> EXERCISE: Present every item below as a numbered list, skipping blank lines. Leave the pictures out of your answer.

[begin RECORDS FOR THE TASK]

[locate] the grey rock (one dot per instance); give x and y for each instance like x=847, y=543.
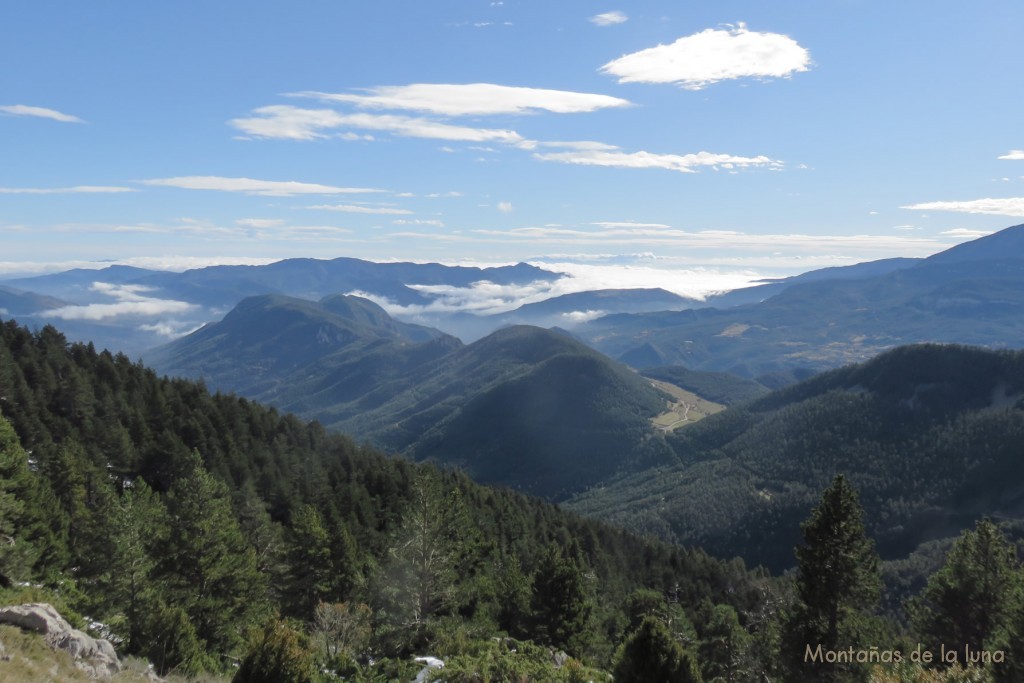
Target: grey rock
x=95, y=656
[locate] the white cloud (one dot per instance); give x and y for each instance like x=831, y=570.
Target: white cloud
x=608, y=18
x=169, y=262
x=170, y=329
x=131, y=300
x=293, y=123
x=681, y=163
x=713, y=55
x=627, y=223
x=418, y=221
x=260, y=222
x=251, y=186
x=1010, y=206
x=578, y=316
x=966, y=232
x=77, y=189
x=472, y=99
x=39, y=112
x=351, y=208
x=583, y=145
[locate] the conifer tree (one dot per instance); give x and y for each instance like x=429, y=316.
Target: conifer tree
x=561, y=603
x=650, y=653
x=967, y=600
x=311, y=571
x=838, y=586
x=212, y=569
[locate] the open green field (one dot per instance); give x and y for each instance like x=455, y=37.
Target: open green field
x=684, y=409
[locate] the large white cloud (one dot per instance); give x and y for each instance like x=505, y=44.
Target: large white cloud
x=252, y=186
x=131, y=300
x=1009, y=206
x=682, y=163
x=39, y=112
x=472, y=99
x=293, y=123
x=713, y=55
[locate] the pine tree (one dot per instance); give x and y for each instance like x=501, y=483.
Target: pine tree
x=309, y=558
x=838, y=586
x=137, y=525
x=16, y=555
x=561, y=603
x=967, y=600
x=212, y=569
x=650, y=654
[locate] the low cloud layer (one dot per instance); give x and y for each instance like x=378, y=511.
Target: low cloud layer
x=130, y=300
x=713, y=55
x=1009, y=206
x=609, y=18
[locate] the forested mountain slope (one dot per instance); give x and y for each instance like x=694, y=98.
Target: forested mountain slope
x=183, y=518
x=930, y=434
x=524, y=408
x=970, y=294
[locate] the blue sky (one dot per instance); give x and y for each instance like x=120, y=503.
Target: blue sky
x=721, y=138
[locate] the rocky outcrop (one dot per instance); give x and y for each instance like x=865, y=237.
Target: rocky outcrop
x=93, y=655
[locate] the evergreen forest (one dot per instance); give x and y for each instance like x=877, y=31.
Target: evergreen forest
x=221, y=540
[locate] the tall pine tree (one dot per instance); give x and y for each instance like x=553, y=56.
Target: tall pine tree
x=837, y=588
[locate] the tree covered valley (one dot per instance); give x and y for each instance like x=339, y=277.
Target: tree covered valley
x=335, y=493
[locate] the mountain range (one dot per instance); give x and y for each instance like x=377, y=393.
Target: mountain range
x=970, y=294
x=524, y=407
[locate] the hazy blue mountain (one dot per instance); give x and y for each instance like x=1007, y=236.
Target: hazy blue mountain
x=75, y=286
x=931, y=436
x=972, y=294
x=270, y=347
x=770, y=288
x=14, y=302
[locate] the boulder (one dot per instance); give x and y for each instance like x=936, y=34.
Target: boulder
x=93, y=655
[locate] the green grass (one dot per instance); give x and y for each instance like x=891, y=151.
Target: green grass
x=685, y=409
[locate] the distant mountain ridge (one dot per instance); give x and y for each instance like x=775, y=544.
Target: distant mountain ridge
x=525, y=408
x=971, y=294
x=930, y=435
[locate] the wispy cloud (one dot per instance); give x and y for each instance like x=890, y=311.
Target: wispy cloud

[end RECORDS FOR THE TASK]

> EXPECTED ANSWER:
1. [locate] the grey rock (one dot per instance); give x and y for each instance like x=847, y=543.
2. Target: grey rock
3. x=95, y=656
4. [locate] the white cloud (one dot per instance); give x and y for each instance like x=831, y=570.
5. Target: white cloud
6. x=608, y=18
7. x=169, y=262
8. x=170, y=329
9. x=131, y=300
10. x=293, y=123
11. x=681, y=163
12. x=713, y=55
13. x=627, y=223
14. x=418, y=221
15. x=260, y=222
16. x=251, y=186
17. x=1010, y=206
18. x=578, y=316
19. x=966, y=232
20. x=77, y=189
21. x=472, y=99
22. x=39, y=112
23. x=351, y=208
24. x=583, y=145
25. [locate] the conifer tree (one dot per instance); give x and y for each instance like x=429, y=316.
26. Target: conifer tree
27. x=561, y=603
28. x=650, y=653
29. x=967, y=600
30. x=311, y=571
31. x=838, y=586
32. x=212, y=569
33. [locate] the open green field (one dot per instance); give x and y for each instance like x=455, y=37.
34. Target: open green field
35. x=684, y=409
36. [locate] the large white cloud (one dot per instance); give x and y for each instance like x=505, y=44.
37. Target: large white cloud
38. x=252, y=186
39. x=131, y=300
40. x=1009, y=206
41. x=682, y=163
42. x=39, y=112
43. x=472, y=99
44. x=293, y=123
45. x=713, y=55
46. [locate] the pine tree (one dot per instance); give x and y for each instance like x=501, y=483.
47. Target: pine tree
48. x=309, y=558
49. x=838, y=586
50. x=137, y=525
51. x=16, y=555
52. x=561, y=603
53. x=967, y=600
54. x=212, y=569
55. x=650, y=654
56. [locate] the low cloud layer (one dot per instance); give x and y for each instance like x=378, y=511.
57. Target: low cloud layer
58. x=130, y=300
59. x=713, y=55
60. x=1009, y=206
61. x=609, y=18
62. [locate] the forested mountain slope (one dot per instance); give x and y for each instance like x=694, y=98.
63. Target: forested mountain slope
64. x=183, y=518
65. x=930, y=434
66. x=524, y=408
67. x=970, y=294
68. [locate] the blue sky (one dot per instance); give x and y for each instance like x=120, y=503.
69. Target: blue sky
70. x=721, y=138
71. [locate] the rocky outcrop (one dot per instance); give x and y for each instance like x=865, y=237.
72. Target: rocky outcrop
73. x=93, y=655
74. [locate] the evergreen forest (one dot per instance); give x and y for each instance like x=877, y=31.
75. Target: evergreen forest
76. x=221, y=540
77. [locate] the tall pine tree (one dot per instance); give x and y for each instance like x=553, y=56.
78. Target: tall pine tree
79. x=837, y=588
80. [locate] the tree covered valley (one dot per instance); give x and y for each instance like x=339, y=277.
81. Target: tree covered valley
82. x=335, y=493
83. [locate] the mountain range (one dot per instance); give x and y for each instance like x=377, y=393.
84. Target: mountain range
85. x=970, y=294
86. x=524, y=407
87. [locate] the hazy blue mountain (one dot per instance); give x and y for each instance like x=1007, y=236.
88. Target: hazy blue mountain
89. x=75, y=286
90. x=931, y=436
91. x=972, y=294
92. x=270, y=347
93. x=770, y=288
94. x=14, y=302
95. [locate] the boulder (one dot per instance); give x and y for each instance like x=936, y=34.
96. Target: boulder
97. x=93, y=655
98. [locate] the green grass (one dot per instance); give x and y for each instance like x=891, y=151.
99. Target: green grass
100. x=685, y=409
101. [locate] the distant mountain ridge (one dot per instance); give x and y for each instance like x=775, y=544.
102. Target: distant mountain ridge
103. x=525, y=408
104. x=971, y=294
105. x=930, y=435
106. [locate] the wispy cloud (one dot per instance); give x and y for each instance like x=890, y=311.
107. Target: wispy cloud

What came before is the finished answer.